[TASK DESCRIPTION] Put the lines below into a numbered list, skipping any blank lines.
start THE DATA
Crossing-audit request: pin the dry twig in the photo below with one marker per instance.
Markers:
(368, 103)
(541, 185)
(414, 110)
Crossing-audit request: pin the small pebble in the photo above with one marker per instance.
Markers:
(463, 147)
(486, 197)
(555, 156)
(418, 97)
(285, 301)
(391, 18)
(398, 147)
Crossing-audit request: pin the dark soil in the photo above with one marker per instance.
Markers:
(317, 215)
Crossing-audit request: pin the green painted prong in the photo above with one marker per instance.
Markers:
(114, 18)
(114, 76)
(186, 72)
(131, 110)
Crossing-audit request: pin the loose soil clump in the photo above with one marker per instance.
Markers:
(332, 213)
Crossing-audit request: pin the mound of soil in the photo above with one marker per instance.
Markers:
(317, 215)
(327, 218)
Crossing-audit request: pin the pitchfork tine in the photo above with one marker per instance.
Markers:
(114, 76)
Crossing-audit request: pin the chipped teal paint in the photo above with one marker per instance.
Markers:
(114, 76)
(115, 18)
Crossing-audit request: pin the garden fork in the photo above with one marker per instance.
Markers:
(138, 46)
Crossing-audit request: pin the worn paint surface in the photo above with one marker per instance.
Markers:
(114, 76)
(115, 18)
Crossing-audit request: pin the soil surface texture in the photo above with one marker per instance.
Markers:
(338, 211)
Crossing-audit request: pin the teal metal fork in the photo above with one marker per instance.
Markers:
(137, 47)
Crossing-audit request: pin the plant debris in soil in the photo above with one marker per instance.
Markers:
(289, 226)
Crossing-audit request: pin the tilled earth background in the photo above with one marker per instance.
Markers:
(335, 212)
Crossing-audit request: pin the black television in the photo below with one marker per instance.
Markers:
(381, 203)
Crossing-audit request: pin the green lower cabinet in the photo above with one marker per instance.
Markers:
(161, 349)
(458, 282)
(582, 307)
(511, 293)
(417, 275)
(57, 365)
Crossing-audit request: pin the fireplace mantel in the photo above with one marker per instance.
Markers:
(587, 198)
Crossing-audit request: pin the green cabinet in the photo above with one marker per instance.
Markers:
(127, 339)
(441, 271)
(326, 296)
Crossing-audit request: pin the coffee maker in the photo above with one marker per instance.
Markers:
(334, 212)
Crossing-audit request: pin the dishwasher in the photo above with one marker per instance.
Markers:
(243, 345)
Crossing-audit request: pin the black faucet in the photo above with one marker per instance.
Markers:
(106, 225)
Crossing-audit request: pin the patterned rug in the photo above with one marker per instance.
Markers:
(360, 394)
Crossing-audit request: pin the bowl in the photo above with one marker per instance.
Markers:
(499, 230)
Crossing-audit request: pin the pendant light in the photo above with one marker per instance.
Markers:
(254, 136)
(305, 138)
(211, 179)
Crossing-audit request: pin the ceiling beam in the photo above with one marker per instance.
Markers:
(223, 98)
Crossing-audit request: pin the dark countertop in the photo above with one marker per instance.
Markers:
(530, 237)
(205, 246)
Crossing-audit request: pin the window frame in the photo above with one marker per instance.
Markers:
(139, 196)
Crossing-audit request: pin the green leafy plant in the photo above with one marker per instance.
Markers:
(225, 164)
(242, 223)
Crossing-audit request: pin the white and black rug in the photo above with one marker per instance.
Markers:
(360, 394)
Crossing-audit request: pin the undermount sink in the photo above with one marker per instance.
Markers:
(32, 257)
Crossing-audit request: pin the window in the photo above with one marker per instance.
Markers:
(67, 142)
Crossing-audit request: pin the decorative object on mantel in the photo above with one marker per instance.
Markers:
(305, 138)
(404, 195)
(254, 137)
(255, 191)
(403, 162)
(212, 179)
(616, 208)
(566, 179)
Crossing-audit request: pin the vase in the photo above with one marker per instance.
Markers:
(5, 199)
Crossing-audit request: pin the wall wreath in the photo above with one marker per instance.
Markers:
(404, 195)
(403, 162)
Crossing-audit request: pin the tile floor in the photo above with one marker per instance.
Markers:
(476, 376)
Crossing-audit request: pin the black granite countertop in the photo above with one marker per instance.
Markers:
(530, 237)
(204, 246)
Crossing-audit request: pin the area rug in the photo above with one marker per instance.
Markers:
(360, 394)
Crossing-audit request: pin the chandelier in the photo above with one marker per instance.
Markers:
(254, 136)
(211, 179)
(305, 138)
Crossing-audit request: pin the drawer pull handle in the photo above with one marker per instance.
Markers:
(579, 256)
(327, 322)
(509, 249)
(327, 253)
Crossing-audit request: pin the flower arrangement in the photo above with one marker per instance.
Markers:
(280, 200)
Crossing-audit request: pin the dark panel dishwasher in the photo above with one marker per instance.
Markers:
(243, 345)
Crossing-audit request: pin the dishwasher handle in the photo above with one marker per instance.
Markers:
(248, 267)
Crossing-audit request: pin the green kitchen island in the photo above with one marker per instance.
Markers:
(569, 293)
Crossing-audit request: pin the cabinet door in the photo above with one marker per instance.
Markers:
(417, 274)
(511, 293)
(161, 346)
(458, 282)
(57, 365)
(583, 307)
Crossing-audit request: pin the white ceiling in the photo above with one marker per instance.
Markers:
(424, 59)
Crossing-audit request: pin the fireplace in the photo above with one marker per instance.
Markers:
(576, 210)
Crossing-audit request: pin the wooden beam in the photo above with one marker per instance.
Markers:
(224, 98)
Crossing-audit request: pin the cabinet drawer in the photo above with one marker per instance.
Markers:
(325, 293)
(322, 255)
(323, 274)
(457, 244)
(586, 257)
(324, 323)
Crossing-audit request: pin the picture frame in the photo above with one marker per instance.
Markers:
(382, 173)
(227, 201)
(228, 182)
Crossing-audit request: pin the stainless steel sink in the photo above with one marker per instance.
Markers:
end THE DATA
[EXPECTED ANSWER]
1. Crossing-audit request: pin the dry twig in the photo below with one marker per instance.
2. Markers:
3. (368, 103)
4. (541, 185)
5. (414, 110)
6. Crossing-audit request: pin the small pebble in the photo above with one marker per instance.
7. Markers:
8. (463, 147)
9. (486, 197)
10. (555, 156)
11. (418, 97)
12. (285, 301)
13. (391, 18)
14. (398, 147)
15. Crossing-audit request: pin the dark soil in the photo above with one marker per instance.
16. Markers:
17. (317, 215)
18. Crossing-audit request: pin the green painted prong in the photo above with one marker per instance.
19. Markers:
20. (114, 18)
21. (114, 76)
22. (186, 72)
23. (131, 110)
24. Crossing-audit request: pin the loose soil clump in the photo above with one marker per instance.
25. Markers:
26. (332, 213)
27. Crossing-audit request: pin the mound of soil in the photo above with one marker per instance.
28. Markers:
29. (317, 215)
30. (327, 218)
31. Crossing-audit request: pin the pitchfork tine in the photo above with one marker per instance.
32. Markers:
33. (114, 76)
34. Crossing-audit request: pin the chipped teal paint in the photo above with one marker per instance.
35. Markers:
36. (114, 76)
37. (115, 18)
38. Crossing-audit request: pin the garden fork in the photo above with one marker per instance.
39. Markers:
40. (138, 46)
41. Crossing-audit request: pin the worn paint surface in the photo above with one marker per instance.
42. Markers:
43. (114, 76)
44. (115, 18)
45. Crossing-audit request: pin the soil surface texture in the photo above with one marker per instance.
46. Markers:
47. (338, 211)
48. Crossing-audit request: pin the teal metal fork in the photo above with one marker per instance.
49. Markers:
50. (137, 47)
51. Crossing-audit request: pin the plant debris in soil in the photo above with one marker per instance.
52. Markers:
53. (289, 226)
54. Crossing-audit request: pin the tilled earth background in the photo above with one marker per instance.
55. Markers:
56. (335, 212)
57. Crossing-audit request: pin the black television in the photo below with one marker per instance.
58. Markers:
59. (381, 203)
60. Crossing-audit request: pin the green lower cabinet in the photo above with one marker per instance.
61. Markers:
62. (161, 349)
63. (458, 282)
64. (582, 307)
65. (511, 293)
66. (417, 275)
67. (57, 365)
68. Crossing-audit request: pin the fireplace mantel in the photo above with one marker per instance.
69. Markers:
70. (587, 198)
71. Crossing-audit request: pin the green cabinet in the photo above with one marker per instance.
72. Markers:
73. (127, 339)
74. (441, 271)
75. (326, 296)
76. Crossing-audit request: pin the coffee maker in the photo above with one marker per instance.
77. Markers:
78. (334, 212)
79. Crossing-audit request: pin the dishwasher in the photo above with one marker per instance.
80. Markers:
81. (243, 345)
82. Crossing-audit request: pin the black faucet in the photo above with one marker per instance.
83. Markers:
84. (106, 225)
85. Crossing-audit request: pin the patterned rug in the photo above with one marker per instance.
86. Markers:
87. (360, 394)
88. Crossing-audit request: pin the bowl in the photo above with one marker per instance.
89. Markers:
90. (499, 230)
91. Crossing-audit request: pin the pendant light in the photo above with one marker per instance.
92. Markers:
93. (254, 136)
94. (305, 138)
95. (211, 179)
96. Crossing-audit request: pin the ceiling beam in the photo above with one marker per instance.
97. Markers:
98. (223, 98)
99. Crossing-audit request: pin the dark countertop in the photo above with one marker per instance.
100. Markers:
101. (530, 237)
102. (205, 246)
103. Crossing-audit request: pin the window frame in the photo above with one marker per instance.
104. Markers:
105. (139, 196)
106. Crossing-audit request: pin the green leafy plant in the photo above with one marker per instance.
107. Markers:
108. (225, 164)
109. (242, 223)
110. Crossing-audit request: pin the white and black rug in the photo above with one marker per instance.
111. Markers:
112. (360, 394)
113. Crossing-audit request: pin the undermount sink in the photo above with one marker per instance.
114. Markers:
115. (32, 257)
116. Crossing-audit request: pin the window in the photo above with one marker per instance.
117. Markers:
118. (67, 142)
119. Crossing-audit request: pin the decorative object on mantel in the photo above with one marker per instance.
120. Markers:
121. (305, 138)
122. (404, 195)
123. (254, 137)
124. (255, 191)
125. (403, 162)
126. (212, 179)
127. (616, 208)
128. (566, 179)
129. Crossing-audit request: pin the vase in the photo above with one marker per instance.
130. Markers:
131. (5, 199)
132. Crossing-audit request: pin the wall wreath in the photo above with one marker per instance.
133. Markers:
134. (404, 195)
135. (403, 162)
136. Crossing-audit request: pin the tile floor in the photo above with one marker per instance.
137. Markers:
138. (476, 376)
139. Crossing-audit request: pin the black granite countertop in the photo above with one marker per instance.
140. Markers:
141. (530, 237)
142. (204, 246)
143. Crossing-audit request: pin the area rug in the photo above with one marker per instance.
144. Markers:
145. (360, 394)
146. Crossing-audit request: pin the chandelier in the photo above with one marker per instance.
147. Markers:
148. (254, 136)
149. (211, 179)
150. (305, 138)
151. Crossing-audit request: pin the drawer pull handle in the photo above with one marker per instance.
152. Markers:
153. (579, 256)
154. (327, 322)
155. (509, 249)
156. (327, 253)
157. Crossing-audit request: pin the flower arrangement in the photo above with one marker per instance.
158. Markers:
159. (280, 200)
160. Crossing-audit request: pin the dark panel dishwasher in the photo above with one marker per instance.
161. Markers:
162. (243, 345)
163. Crossing-audit request: pin the dishwasher handle in the photo above with one marker per instance.
164. Markers:
165. (248, 267)
166. Crossing-audit request: pin the green kitchen island in the photo above with one marker per instance.
167. Markers:
168. (569, 293)
169. Crossing-audit request: pin the cabinet door in the photo above with one marker per instance.
170. Markers:
171. (417, 274)
172. (511, 293)
173. (161, 346)
174. (458, 282)
175. (57, 365)
176. (583, 307)
177. Crossing-audit request: pin the white ceiling in the photo above with one marker per instance.
178. Markers:
179. (424, 59)
180. Crossing-audit request: pin the fireplace in the photo above with one marker per instance.
181. Markers:
182. (576, 210)
183. Crossing-audit request: pin the wooden beam in the photo above with one marker per instance.
184. Markers:
185. (224, 98)
186. Crossing-audit request: pin the cabinet drawer in the photo above with one marker per instance.
187. Markers:
188. (325, 293)
189. (322, 255)
190. (323, 274)
191. (457, 244)
192. (586, 257)
193. (324, 323)
194. Crossing-audit request: pin the picture frame in the photo above with one marker per instance.
195. Markers:
196. (382, 173)
197. (227, 201)
198. (228, 182)
199. Crossing-audit request: pin the stainless steel sink in the photo above with one marker per instance.
200. Markers:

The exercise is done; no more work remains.